Cyber-opérations iraniennes : les menaces croissantes et les récompenses de 10 millions de dollars
Théophane Villedieu
Les cyber-opérations iraniennes : une menace croissante pour la sécurité mondiale
Dans un paysage géopolitique de plus en plus complexe, les cyber-opérations étatiques représentent l’un des défis les plus préoccupants pour la sécurité mondiale. En décembre 2025, le Département d’État américain a annoncé des récompenses allant jusqu’à 10 millions de dollars pour des informations concernant deux hauts responsables iraniens impliqués dans des campagnes de cyberattaque coordonnées. Ces opérations, menées par l’unité Shahid Shushtari affiliée à la Garde révolutionnaire islamique (IRGC), ont ciblé des élections, des infrastructures critiques et des entreprises à travers le monde, causant des pertes financières et des perturbations opérationnelles significatives.
Face à cette menace croissante, comprendre les motivations, les méthodes et les implications de ces cyber-opérations iraniennes devient essentiel pour les organisations et les gouvernements. Ces actions ne se limitent pas aux simples intrusions informatiques ; elles combinent ingérence politique, sabotage économique et opérations psychologiques sophistiquées, exploitant les technologies les plus avancées dont l’intelligence artificielle.
L’unité Shahid Shushtari et les individus recherchés
L’unité Shahid Shushtari, également connue sous de multiples noms de couverture tels qu’Aria Sepehr Ayandehsazan, Emennet Pasargad, Eeleyanet Gostar et Net Peygard Samavat Company, constitue l’une des branches les plus actives du cybercommandement électronique de l’IRGC. Cette entité opère sous l’égide directe des autorités iraniennes, menant des campagnes coordonnées qui démontrent un niveau de sophistication technique et stratégique remarquable. Mohammad Bagher Shirinkar, dirigeant de cette unité, et Fatemeh Sedighian Kashi, sa collaboratrice de longue date, sont au centre de ces opérations cybernétiques.

○ ○ ○ ○ ○

== TÂCHES À RÉALISER ==
A) Dans l'article sur les cyber-opérations iraniennes, qui dirige l'unité Shahid Shushtari ?
B) Prolongez l'article sur les cyber-opérations iraniennes en reprenant juste après sa dernière phrase.

○ ○ ○ ○ ○

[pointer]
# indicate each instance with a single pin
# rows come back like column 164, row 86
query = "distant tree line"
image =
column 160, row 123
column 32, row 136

○ ○ ○ ○ ○

== RÉPONSES ==
A) Mohammad Bagher Shirinkar.

B)
Profil des cyber-opérateurs clés
Mohammad Bagher Shirinkar supervise les activités de Shahid Shushtari, orchestrant des campagnes qui touchent des secteurs sensibles à travers les États-Unis, l’Europe et le Moyen-Orient. Son expertise technique et sa connaissance des infractions numériques font de lui une cible prioritaire pour les autorités américaines. Fatemeh Sedighian Kashi, quant à elle, agit comme une employée de longue date travaillant en étroite collaboration avec Shirinkar dans la planification et l’exécution des opérations cybernétiques au nom du cybercommandement électronique de l’IRGC.
Ces deux individus maintiennent une relation de travail étroite, coordonnant des cyber-opérations qui ciblent spécifiquement les élections, les infrastructures critiques et les entreprises américaines. Leur capacité à opérer sous de multiples identités et à utiliser des infrastructures de dissimulation témoigne d’une grande expérience du terrain et d’une compréhension approfondie des techniques de cybersécurité.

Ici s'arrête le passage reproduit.